| Assigned task 1 |
Retype the section of the 747-400 automatic flight control system passage that begins with the words containing "The three FCCs, left, center, and" and ends with "flight control computers.".
| Assigned task 2 |
Extend the 747-400 automatic flight control system passage, starting right after its final sentence.

| Passage |
The automatic flight control system on the 747-400 consists of the autopilot flight director system (AFDS) and the auto-throttle system (A/T). The mode control panel (MCP) and flight management computer (FMC) control the AFDS and the auto-throttle system to perform climb, cruise, descent, and approach.
The AFDS consists of three flight control computers (FCC) and the MCP. The MCP provides control of the autopilot, flight director, altitude alert, and auto-throttle systems. The MCP selects and activates AFDS modes, and establishes altitudes, speeds, and climb/descent profiles.
The three FCCs, left, center, and right, control separate hydraulically powered A/P control servos to operate flight controls. The A/P normally controls roll and pitch. Yaw commands are added only during a multi-A/P approach. Nose-wheel steering is also added during rollout from an automatic landing. During an ILS approach with all three autopilots engaged, separate electrical sources power the three flight control computers.

| Record extracts |

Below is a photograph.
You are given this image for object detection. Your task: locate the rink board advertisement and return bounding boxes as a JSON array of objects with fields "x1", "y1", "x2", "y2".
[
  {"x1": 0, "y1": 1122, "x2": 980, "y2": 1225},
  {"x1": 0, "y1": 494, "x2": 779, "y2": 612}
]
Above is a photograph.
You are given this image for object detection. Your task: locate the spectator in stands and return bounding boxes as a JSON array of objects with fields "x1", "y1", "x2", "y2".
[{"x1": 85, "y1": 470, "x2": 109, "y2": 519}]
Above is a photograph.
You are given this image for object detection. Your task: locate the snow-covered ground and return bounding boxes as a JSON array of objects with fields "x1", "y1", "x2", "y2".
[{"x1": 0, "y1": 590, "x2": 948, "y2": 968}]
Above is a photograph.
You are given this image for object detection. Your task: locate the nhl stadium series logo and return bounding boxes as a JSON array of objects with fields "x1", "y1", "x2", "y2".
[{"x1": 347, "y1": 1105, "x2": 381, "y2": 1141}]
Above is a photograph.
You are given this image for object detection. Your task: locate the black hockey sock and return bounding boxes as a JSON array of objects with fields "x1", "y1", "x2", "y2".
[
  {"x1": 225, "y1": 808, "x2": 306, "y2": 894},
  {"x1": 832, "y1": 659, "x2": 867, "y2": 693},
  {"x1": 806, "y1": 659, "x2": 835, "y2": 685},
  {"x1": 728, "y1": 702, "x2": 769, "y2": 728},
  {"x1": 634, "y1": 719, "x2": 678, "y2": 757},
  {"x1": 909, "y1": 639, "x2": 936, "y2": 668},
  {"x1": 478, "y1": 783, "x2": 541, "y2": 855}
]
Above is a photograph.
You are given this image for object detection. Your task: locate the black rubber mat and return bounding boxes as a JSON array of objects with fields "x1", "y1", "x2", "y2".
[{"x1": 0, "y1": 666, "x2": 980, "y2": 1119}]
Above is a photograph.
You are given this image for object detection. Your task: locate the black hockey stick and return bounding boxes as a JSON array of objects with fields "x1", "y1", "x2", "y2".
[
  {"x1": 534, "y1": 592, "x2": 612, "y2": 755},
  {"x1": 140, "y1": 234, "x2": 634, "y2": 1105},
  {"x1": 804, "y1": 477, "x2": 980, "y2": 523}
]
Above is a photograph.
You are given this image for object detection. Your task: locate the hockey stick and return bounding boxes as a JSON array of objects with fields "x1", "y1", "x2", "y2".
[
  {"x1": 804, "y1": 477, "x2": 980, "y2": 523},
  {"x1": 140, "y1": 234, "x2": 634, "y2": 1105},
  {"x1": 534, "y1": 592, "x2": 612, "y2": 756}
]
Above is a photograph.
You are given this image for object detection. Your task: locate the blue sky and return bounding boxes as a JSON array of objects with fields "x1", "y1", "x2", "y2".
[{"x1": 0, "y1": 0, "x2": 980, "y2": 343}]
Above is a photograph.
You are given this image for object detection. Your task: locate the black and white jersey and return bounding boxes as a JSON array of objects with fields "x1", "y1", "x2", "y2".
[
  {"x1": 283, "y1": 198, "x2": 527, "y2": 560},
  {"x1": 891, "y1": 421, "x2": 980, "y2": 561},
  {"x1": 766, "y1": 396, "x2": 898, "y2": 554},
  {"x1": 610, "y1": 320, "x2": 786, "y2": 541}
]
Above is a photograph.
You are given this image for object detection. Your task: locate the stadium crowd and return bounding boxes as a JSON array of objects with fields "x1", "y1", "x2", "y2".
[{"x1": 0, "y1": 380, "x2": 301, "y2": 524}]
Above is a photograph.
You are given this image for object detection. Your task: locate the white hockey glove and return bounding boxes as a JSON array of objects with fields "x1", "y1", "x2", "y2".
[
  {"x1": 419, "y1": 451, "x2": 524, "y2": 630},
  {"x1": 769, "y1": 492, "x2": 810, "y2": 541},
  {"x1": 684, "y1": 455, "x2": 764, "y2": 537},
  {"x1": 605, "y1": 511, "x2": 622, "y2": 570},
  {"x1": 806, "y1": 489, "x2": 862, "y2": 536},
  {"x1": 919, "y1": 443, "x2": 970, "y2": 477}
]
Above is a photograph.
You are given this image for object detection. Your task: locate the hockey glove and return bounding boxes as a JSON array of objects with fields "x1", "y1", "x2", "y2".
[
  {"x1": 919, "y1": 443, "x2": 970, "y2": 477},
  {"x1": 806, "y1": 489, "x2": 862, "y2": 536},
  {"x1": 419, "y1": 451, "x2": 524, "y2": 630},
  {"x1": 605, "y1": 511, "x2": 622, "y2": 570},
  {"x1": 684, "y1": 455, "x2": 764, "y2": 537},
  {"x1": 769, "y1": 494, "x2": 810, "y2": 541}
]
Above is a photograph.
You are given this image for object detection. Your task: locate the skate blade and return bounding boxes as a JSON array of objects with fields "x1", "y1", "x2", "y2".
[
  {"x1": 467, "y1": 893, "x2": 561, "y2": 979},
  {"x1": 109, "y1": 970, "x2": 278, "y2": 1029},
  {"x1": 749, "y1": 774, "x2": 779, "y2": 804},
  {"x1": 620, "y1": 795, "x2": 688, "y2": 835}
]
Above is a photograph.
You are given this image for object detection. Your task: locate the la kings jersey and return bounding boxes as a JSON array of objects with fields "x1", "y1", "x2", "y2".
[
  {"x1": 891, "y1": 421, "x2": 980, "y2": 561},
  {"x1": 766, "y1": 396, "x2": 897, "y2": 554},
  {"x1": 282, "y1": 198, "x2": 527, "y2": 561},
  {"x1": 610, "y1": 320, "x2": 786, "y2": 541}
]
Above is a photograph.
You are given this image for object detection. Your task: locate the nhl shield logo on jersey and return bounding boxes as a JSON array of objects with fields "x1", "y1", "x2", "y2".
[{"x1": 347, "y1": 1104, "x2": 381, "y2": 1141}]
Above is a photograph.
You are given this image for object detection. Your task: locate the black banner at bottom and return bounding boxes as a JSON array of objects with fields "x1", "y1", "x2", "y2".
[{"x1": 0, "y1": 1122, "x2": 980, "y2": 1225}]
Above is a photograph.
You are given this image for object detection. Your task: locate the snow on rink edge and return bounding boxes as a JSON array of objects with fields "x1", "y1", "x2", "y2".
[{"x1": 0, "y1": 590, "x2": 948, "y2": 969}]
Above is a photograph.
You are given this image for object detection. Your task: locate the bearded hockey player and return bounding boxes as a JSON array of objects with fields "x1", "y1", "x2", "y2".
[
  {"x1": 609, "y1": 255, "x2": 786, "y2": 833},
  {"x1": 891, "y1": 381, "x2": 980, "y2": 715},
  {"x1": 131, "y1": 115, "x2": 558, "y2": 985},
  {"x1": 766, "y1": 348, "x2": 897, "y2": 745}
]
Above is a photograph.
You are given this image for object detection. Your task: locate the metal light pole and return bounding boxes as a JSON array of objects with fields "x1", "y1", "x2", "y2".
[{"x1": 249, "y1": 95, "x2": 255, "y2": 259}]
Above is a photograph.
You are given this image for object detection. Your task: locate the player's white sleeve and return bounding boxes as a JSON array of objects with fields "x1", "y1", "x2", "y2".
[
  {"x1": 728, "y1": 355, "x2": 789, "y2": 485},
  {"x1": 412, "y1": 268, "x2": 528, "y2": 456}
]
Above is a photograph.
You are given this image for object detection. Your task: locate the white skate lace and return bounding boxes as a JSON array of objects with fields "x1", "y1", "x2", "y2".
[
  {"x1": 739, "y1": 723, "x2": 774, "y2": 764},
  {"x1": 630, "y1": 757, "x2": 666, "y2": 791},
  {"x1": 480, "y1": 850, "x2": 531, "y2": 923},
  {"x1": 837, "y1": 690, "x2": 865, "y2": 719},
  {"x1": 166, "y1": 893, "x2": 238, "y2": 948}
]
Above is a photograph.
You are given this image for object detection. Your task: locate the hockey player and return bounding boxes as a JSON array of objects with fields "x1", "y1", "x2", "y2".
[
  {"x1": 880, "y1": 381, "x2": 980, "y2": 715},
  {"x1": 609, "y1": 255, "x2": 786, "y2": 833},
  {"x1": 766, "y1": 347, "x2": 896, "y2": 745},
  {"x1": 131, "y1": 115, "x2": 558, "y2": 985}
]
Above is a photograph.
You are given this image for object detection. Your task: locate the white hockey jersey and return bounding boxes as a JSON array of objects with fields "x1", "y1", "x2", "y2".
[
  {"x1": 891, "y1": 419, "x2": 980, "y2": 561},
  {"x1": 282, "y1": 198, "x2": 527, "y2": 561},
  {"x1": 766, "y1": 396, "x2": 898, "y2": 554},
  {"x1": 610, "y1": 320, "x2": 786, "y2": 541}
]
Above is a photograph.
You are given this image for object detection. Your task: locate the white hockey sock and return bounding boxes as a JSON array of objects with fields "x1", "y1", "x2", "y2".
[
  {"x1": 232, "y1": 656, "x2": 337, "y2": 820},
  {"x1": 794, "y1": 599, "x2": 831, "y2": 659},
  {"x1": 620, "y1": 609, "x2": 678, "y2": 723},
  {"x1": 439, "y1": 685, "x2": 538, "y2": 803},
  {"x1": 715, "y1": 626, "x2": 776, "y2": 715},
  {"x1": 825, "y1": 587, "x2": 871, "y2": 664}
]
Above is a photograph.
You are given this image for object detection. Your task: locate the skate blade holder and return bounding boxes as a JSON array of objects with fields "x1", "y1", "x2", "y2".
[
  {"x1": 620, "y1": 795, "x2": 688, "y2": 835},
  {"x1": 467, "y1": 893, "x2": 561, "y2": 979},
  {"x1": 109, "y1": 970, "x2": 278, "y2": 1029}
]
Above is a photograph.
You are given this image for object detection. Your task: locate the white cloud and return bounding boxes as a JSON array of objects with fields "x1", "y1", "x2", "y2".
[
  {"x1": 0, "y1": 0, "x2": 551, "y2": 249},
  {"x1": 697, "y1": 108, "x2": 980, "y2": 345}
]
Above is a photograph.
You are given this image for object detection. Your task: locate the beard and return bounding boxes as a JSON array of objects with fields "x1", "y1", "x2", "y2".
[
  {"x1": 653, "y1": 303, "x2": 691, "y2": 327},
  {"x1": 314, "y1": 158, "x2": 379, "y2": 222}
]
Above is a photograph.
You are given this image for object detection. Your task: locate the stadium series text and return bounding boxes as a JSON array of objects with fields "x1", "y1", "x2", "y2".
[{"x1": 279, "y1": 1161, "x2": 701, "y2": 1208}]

| Exercise answer 1 |
The three FCCs, left, center, and right, control separate hydraulically powered A/P control servos to operate flight controls. The A/P normally controls roll and pitch. Yaw commands are added only during a multi-A/P approach. Nose-wheel steering is also added during rollout from an automatic landing. During an ILS approach with all three autopilots engaged, separate electrical sources power the three flight control computers.

| Exercise answer 2 |
MCP switches select automatic flight control modes. Selected modes are annunciated. The autopilot is engaged by pushing one of the MCP autopilot engage switches. Disengagement is accomplished either through a disengage switch on the control wheel of either pilot, or via the MCP disengage bar. When the autopilot is disengaged, either manually or automatically, a warning message, and aural tone provide an alert to the disengagement.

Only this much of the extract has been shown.